• Extract to read
# # # #
1
votes

Context: MS Word automation with interop, c#, a document with 2000 sections and 3 headers.

Problem: efficient processing of headers and footers (e.g. text search & replace in a header)

It seems the way to process headers (or footers) in a word is something like this:

foreach (Microsoft.Office.Interop.Word.Section section in theDoc.Sections)
{
   foreach (Microsoft.Office.Interop.Word.HeaderFooter header in section.Headers)
   {
      //processRange(theDoc, header.Range);
   }
}

Problem is the loop will run thousand of times for this document I bumped into even though it has only one header. Since section can actually have different headers, obviously, I can't just stop after the first hit on a header. But in this case, that's the objective since there is only 3 headers, not 6000.

I was thinking about what makes a header unique so I can keep keys in a hashset and just skip if already there.

What is that key, if there is one? range.Start+range.End+range.StoryType (range of headerfooter)? range.text ? Something else ?
# # # #
• Recorded data
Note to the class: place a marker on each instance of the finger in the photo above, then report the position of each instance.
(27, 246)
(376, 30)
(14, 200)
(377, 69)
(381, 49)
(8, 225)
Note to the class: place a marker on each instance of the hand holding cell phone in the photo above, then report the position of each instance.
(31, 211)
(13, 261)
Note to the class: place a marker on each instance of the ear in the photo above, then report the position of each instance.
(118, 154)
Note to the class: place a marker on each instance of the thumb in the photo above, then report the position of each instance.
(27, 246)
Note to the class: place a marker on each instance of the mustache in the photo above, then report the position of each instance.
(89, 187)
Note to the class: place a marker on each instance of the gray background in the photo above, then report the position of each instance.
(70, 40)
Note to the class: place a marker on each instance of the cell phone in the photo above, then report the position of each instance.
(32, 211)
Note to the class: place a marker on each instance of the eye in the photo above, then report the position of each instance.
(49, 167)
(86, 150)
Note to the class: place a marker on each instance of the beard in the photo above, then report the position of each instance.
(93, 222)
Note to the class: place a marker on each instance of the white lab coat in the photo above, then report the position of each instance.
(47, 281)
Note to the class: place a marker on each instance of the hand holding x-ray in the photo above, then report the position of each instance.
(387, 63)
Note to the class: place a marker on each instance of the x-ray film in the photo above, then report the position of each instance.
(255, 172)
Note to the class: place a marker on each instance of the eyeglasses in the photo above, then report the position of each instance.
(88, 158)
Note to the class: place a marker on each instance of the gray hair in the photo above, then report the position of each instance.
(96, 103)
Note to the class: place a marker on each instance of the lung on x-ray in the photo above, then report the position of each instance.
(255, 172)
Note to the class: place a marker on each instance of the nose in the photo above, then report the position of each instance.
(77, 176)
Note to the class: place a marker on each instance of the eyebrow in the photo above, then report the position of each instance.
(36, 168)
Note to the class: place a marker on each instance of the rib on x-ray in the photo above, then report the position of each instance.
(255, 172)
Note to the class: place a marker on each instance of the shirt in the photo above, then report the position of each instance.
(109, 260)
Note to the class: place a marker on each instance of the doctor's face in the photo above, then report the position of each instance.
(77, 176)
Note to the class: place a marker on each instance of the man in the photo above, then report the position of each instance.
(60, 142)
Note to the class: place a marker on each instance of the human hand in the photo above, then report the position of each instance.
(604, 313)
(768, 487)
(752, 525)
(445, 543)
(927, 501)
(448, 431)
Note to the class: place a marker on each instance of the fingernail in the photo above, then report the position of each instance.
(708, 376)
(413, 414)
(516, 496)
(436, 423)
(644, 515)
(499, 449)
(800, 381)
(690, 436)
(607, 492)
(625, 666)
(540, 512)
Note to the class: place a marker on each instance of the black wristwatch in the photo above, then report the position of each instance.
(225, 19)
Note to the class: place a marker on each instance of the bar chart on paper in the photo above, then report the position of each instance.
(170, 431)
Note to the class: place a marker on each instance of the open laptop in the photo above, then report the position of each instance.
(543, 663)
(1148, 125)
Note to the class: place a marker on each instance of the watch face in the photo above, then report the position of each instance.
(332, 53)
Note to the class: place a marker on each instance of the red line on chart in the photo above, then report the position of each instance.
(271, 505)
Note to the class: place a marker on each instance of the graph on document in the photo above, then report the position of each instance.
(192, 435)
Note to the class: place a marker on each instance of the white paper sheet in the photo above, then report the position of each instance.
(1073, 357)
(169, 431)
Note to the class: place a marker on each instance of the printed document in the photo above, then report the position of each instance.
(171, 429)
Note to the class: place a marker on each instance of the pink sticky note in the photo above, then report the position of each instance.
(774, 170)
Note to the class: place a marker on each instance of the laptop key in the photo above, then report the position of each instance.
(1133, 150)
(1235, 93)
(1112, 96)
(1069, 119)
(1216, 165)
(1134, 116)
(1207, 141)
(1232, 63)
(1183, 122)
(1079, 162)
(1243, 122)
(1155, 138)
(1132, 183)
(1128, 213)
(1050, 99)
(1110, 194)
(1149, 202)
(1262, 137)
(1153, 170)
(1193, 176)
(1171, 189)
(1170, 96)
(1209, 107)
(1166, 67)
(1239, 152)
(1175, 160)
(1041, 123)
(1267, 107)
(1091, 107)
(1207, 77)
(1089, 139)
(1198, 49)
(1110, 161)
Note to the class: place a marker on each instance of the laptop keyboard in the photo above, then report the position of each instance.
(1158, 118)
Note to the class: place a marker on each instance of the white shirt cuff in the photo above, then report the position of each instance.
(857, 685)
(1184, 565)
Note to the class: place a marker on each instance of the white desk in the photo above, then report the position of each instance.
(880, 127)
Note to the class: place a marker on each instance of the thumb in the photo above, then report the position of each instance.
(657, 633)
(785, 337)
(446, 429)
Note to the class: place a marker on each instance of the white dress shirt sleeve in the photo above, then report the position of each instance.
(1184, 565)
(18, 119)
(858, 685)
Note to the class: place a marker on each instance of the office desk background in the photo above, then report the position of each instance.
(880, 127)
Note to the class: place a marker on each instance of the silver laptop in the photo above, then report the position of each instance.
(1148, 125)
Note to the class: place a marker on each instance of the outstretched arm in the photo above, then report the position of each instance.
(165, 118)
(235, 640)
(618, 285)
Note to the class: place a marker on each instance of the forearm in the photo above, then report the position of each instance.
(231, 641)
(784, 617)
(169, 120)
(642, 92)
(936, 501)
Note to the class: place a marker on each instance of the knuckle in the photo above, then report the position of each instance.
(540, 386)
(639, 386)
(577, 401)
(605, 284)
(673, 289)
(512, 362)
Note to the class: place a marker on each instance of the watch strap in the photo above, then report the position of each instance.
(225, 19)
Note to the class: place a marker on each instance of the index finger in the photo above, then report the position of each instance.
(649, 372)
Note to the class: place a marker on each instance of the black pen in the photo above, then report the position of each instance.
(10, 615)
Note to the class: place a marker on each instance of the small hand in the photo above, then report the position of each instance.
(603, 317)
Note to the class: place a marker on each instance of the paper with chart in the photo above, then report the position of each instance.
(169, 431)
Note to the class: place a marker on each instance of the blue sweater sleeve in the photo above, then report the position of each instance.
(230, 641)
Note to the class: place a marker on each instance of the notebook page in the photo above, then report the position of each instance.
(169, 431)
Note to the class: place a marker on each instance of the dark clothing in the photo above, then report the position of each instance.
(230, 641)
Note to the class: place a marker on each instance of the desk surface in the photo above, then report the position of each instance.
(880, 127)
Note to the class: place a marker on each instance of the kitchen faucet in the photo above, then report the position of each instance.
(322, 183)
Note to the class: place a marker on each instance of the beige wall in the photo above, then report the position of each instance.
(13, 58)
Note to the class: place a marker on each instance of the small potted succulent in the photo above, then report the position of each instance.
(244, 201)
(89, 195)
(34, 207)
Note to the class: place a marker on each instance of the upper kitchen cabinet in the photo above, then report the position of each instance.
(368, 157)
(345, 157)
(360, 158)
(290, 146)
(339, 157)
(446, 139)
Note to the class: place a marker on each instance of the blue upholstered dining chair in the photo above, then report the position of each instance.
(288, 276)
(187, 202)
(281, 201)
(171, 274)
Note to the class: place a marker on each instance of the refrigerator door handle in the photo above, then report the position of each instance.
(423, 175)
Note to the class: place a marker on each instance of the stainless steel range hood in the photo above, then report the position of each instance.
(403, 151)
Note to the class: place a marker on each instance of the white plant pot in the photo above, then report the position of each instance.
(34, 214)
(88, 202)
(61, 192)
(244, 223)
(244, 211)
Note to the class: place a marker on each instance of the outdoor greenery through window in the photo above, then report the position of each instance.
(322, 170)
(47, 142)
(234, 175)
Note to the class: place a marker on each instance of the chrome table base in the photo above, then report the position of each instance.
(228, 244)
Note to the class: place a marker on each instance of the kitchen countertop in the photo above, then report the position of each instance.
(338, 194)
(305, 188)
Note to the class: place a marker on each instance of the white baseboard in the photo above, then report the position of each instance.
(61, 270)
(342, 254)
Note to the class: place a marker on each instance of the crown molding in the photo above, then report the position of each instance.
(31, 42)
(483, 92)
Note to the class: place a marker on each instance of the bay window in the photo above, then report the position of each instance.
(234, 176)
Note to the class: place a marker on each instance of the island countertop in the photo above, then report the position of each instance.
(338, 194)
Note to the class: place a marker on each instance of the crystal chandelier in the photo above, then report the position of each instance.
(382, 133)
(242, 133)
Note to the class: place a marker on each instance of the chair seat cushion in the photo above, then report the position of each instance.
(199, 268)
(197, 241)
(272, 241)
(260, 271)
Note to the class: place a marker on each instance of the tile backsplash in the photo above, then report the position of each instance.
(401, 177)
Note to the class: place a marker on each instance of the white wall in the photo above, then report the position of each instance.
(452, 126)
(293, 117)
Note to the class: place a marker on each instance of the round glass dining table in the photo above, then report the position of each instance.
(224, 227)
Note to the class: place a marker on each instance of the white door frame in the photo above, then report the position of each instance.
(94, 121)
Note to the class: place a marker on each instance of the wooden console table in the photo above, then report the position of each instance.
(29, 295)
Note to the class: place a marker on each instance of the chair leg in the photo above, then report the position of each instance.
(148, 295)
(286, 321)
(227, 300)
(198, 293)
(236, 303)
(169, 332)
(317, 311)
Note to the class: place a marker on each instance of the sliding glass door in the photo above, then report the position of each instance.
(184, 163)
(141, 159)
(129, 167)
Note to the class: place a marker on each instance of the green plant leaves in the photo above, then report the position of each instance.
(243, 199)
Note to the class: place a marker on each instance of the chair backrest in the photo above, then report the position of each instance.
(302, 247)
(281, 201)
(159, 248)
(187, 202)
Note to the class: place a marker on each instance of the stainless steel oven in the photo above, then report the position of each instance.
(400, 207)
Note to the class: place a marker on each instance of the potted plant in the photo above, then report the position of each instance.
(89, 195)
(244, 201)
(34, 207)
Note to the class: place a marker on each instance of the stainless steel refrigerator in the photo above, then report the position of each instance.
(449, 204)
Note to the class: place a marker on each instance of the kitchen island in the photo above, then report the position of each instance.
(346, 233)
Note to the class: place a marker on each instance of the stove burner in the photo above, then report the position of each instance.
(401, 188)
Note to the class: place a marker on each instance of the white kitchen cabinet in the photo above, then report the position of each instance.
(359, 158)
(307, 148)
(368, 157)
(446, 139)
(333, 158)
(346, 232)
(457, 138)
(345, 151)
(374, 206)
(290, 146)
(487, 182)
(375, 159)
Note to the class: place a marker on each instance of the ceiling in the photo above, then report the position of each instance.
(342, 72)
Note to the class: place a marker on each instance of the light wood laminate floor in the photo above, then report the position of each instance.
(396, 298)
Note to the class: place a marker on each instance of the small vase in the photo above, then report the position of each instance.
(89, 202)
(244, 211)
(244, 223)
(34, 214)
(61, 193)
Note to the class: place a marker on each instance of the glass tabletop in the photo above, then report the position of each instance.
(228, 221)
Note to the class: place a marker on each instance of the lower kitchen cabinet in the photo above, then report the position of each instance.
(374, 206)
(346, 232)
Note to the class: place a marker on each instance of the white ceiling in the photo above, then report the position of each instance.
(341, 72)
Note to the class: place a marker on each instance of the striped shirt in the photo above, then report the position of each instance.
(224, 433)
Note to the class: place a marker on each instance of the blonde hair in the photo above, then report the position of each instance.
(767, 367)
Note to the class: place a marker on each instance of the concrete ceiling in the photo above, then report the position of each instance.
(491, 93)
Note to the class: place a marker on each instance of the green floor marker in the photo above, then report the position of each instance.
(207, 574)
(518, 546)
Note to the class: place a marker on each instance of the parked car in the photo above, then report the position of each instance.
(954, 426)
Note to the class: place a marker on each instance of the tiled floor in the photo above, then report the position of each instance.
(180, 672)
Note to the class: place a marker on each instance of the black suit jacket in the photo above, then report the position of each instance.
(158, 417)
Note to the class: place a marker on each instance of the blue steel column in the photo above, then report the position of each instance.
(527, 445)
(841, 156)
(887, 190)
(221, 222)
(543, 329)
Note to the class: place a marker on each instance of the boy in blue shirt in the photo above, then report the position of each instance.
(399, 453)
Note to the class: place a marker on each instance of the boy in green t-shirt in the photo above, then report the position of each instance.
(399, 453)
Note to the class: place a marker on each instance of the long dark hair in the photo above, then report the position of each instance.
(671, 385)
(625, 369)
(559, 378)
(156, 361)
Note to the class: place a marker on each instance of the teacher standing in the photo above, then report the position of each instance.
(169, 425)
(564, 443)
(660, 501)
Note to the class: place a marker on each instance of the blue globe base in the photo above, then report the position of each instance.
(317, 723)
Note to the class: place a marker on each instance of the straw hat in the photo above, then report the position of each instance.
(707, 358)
# # # #
• Task to complete
Continue the forum post on processing Word headers, starting after its final question. The rows have nothing to do with the forum post on processing Word headers.

• The reply
Is there perhaps a better approach to avoid the redundancy?

Thanks for your help.

-Cristian

1

1 Answers

0
votes

I ended up with a hybrid solution, basically use sections-mode if there is just one or a few sections OR use story_range-mode if there are many sections. Based on posts on internet it seems sections-mode is actually faster if you have just one section.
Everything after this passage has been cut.